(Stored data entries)
= = = = =

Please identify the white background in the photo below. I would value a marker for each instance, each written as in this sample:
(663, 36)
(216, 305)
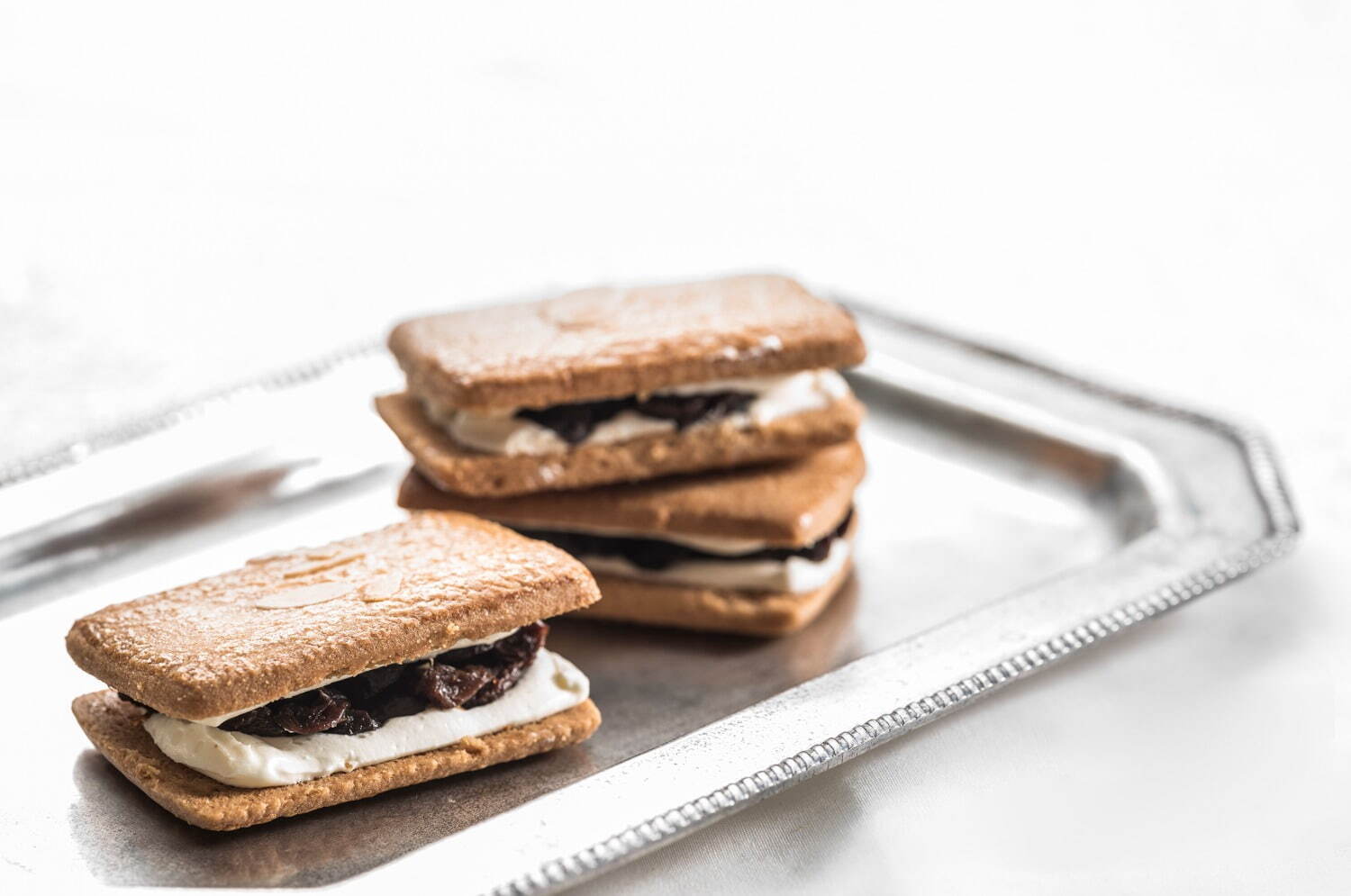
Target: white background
(1154, 192)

= = = = =

= TASK DIRECTIONS =
Please print all the data above word for word. Pictures should not appear in the copy.

= EXERCISE RESULT =
Please identify the white background in the photo below. I would value a marker for each instance, each written as in this sample:
(663, 36)
(216, 305)
Target: white background
(1154, 192)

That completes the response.